Your task is to extract the lines from the one holding "Wildlife-survey tagging: tag each instance of the red and" through the end of the material. Set them down exactly and add nothing.

── Data for this task

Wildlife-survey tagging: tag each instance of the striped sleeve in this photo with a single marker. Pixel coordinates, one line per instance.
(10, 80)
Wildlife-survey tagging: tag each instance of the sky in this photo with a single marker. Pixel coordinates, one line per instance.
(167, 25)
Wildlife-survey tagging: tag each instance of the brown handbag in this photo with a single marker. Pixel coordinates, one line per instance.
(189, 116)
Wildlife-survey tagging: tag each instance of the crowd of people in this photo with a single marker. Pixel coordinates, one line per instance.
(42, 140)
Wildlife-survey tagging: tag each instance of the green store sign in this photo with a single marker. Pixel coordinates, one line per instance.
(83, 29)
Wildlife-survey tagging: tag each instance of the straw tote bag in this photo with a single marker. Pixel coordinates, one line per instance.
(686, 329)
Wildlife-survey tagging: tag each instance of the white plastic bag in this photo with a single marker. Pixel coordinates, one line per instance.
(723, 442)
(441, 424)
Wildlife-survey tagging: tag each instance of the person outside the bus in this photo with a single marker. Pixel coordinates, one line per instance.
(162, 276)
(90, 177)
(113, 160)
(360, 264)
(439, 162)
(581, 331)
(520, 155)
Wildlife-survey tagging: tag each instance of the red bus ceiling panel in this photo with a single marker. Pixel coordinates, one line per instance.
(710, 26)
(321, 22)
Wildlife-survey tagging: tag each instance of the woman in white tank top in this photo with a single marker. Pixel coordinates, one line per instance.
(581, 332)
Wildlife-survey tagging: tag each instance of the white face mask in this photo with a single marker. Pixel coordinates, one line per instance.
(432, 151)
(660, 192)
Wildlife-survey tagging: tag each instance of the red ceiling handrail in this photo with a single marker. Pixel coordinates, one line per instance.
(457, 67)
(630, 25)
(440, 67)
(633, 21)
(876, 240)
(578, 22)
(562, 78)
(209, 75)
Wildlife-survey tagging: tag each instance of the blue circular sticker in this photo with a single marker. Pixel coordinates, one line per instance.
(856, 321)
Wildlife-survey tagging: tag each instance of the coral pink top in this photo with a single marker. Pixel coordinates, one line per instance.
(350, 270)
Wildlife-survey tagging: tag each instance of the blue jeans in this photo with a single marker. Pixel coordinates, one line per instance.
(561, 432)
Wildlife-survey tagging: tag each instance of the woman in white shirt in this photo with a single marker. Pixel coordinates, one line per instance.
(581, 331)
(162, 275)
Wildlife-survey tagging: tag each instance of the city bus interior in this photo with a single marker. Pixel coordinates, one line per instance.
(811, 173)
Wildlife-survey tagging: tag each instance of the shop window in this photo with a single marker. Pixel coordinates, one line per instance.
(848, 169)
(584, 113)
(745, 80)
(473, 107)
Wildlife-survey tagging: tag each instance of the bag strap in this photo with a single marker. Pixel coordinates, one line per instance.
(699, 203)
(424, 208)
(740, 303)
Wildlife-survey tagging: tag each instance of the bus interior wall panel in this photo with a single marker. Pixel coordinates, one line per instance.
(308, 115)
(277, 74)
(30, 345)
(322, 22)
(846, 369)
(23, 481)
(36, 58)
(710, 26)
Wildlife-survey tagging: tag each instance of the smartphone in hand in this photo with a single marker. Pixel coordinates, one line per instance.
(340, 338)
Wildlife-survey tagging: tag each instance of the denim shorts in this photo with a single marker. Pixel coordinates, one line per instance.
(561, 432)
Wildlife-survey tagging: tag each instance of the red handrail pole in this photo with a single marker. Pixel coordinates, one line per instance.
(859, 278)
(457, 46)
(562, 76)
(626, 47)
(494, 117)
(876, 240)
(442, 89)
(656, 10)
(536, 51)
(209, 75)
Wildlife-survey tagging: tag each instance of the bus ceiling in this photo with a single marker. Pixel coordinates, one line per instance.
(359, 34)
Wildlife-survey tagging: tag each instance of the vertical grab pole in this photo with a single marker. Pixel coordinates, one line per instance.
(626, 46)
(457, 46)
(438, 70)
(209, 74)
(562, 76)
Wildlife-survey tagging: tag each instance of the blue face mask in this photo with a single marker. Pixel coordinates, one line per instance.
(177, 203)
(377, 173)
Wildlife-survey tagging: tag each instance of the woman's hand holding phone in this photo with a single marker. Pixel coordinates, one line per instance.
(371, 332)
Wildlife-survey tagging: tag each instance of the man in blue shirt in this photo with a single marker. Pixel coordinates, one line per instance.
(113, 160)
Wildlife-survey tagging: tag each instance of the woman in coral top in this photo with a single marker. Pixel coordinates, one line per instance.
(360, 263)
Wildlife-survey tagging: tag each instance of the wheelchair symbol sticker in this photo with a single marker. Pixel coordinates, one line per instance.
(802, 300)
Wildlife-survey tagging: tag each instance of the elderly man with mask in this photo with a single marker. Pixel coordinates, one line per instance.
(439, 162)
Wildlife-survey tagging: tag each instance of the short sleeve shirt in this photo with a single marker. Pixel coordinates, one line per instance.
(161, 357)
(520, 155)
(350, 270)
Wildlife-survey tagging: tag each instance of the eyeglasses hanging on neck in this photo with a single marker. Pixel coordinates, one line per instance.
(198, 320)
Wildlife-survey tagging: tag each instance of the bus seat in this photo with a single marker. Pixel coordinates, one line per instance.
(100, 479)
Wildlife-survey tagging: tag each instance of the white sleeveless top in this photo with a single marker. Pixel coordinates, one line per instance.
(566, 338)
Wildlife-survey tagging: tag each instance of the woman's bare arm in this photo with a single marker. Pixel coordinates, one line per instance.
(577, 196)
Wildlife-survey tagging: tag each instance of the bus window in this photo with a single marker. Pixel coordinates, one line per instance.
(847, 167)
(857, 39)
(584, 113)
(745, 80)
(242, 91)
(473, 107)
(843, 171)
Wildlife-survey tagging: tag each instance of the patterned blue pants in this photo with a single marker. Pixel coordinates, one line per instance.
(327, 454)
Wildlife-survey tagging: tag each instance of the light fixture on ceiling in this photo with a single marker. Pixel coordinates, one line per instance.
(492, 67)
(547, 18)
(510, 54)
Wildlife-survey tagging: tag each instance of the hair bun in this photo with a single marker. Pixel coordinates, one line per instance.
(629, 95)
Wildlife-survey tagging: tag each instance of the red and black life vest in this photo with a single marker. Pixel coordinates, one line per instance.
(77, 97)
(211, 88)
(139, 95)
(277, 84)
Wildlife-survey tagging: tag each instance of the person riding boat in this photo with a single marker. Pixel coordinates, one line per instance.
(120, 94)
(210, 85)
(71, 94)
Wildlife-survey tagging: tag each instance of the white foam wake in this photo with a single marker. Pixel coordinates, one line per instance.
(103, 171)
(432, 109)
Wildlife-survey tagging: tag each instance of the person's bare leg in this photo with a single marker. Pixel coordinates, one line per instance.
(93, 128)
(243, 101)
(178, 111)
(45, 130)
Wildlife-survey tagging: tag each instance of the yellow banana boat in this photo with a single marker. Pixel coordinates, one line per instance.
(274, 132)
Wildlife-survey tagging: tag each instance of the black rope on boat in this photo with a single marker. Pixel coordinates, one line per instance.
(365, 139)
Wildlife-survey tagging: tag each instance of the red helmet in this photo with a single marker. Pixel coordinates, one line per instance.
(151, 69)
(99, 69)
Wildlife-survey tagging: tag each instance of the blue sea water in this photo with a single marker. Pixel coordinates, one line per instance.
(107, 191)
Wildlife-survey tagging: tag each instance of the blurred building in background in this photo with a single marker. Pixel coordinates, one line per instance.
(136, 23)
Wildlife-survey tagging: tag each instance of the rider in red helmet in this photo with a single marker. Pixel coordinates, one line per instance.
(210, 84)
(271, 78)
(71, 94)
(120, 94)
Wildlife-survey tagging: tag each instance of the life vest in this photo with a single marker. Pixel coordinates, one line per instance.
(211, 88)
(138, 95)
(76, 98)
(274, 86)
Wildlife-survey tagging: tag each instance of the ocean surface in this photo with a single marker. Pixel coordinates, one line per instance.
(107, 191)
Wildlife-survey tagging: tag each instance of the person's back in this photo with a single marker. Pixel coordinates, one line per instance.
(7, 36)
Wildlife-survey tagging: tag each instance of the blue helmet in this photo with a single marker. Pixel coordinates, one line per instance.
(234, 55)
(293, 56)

────

Correct response>
Wildlife-survey tagging: tag each instance of the red and black life vest in this photo with a single marker. Pixel coordinates, one line per instance.
(77, 97)
(211, 88)
(139, 95)
(277, 84)
Wildlife-survey tagging: tag each instance of the person riding boat in this photo with a single marker. Pixel coordinates, one line per instance.
(120, 94)
(210, 85)
(71, 94)
Wildlife-survey tagging: tag each instance of the white foam wake in this photo with a single marker. Pixel coordinates, one line per instance.
(103, 171)
(432, 109)
Wildlife-survey tagging: tag each instance of the person's bare leg in this photo with a single marker. Pixel coordinates, one line per instance.
(93, 128)
(243, 101)
(178, 111)
(45, 130)
Wildlife-survey tagging: tag each instance of the yellow banana boat in this photo with a single marker. Pixel coordinates, one line per instance.
(274, 132)
Wildlife-survey tagging: tag each instance of the black rope on boat in this photo with a single marker. Pixel coordinates, one line per instance.
(365, 139)
Wildlife-survey tagging: tag each instance of the red helmet in this photo with a single marker. Pixel coordinates, one line per instance.
(151, 69)
(99, 69)
Wildlife-survey tagging: tag each instance of the blue sea water in this photo with a single marker. Pixel coordinates, one line per instance.
(107, 191)
Wildlife-survey tagging: tag each instance of the blurred building in background in this photo with a single marker. Pixel coordinates, one line per instance.
(136, 23)
Wildlife-survey tagging: tag each instance of the rider in red helmet in this photo with a single marker. Pixel coordinates, one line per instance.
(210, 84)
(271, 78)
(71, 94)
(120, 94)
Wildlife-survey tagging: tag each instance of the life vest in this photo with a single marker. Pixel coordinates, one line per instance.
(211, 88)
(138, 95)
(76, 98)
(274, 86)
Wildlife-survey tagging: tag each instance of the ocean surface in this photo with a single marker. Pixel coordinates, one line per instance.
(107, 191)
Wildlife-survey tagging: tag each instance of the person's back in this photo with a single marker. Pixel coordinates, one line per instance.
(7, 36)
Wildlife-survey tagging: tag each instance of the blue helmet in this photo with a single marker. Pixel coordinates, one line per instance.
(234, 55)
(293, 56)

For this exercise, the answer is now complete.